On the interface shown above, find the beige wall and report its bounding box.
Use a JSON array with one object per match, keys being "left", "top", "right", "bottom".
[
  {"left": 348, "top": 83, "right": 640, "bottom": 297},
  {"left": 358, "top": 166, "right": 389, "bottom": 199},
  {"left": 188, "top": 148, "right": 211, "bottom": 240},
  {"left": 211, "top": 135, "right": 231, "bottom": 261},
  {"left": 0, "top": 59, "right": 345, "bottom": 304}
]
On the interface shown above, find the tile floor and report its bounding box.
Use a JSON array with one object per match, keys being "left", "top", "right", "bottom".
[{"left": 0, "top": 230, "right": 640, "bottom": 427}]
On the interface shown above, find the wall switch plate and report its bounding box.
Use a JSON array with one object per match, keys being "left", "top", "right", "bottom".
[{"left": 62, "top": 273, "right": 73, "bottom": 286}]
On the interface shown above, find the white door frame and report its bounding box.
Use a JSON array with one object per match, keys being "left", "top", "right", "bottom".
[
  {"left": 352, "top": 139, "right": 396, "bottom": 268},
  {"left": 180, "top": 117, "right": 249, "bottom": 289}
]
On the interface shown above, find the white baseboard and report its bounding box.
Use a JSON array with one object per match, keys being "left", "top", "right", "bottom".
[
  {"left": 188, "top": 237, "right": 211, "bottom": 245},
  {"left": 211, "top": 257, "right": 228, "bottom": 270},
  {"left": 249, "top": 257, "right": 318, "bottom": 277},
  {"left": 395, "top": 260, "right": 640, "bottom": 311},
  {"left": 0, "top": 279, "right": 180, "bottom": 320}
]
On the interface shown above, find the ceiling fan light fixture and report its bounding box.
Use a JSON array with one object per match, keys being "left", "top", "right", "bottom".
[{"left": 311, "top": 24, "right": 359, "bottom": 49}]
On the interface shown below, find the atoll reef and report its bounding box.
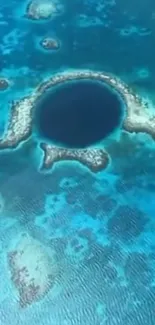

WHAT YOU WILL DO →
Quote all of the items above word for word, leaving the picture out of your answer.

FULL OUTPUT →
On the interface shown above, find the beige wall and report its bounding box.
Use a JSON array with one object per match, keys being "left", "top", "right", "bottom".
[
  {"left": 348, "top": 83, "right": 640, "bottom": 297},
  {"left": 358, "top": 166, "right": 389, "bottom": 199},
  {"left": 188, "top": 148, "right": 211, "bottom": 240},
  {"left": 211, "top": 135, "right": 231, "bottom": 261},
  {"left": 0, "top": 59, "right": 345, "bottom": 304}
]
On the interface shown above, find the tile floor and report its bounding box.
Use a JSON array with one object per match, keys being "left", "top", "right", "bottom".
[{"left": 0, "top": 230, "right": 640, "bottom": 427}]
On the interface shown above, find the wall switch plate and report its bounding box.
Use a JSON array with one object per match, keys being "left", "top", "right", "bottom".
[{"left": 62, "top": 273, "right": 73, "bottom": 286}]
On the interface shown above, find the white door frame and report its bounding box.
Use a JSON array with one object per match, keys being "left", "top", "right", "bottom".
[
  {"left": 352, "top": 139, "right": 396, "bottom": 268},
  {"left": 180, "top": 117, "right": 249, "bottom": 289}
]
On the interface shown above, find the white baseboard and report its bounding box.
Use a JSON array with one object per match, keys being "left", "top", "right", "bottom".
[
  {"left": 188, "top": 237, "right": 211, "bottom": 245},
  {"left": 211, "top": 257, "right": 228, "bottom": 270},
  {"left": 249, "top": 257, "right": 318, "bottom": 277},
  {"left": 395, "top": 260, "right": 640, "bottom": 311},
  {"left": 0, "top": 279, "right": 180, "bottom": 320}
]
On the interface shown above, find the ceiling fan light fixture and report its bounding box.
Use a JSON array with one object per match, keys being "left", "top", "right", "bottom".
[{"left": 311, "top": 24, "right": 359, "bottom": 49}]
On the interface shown below, find the atoll reef and report its bounding box.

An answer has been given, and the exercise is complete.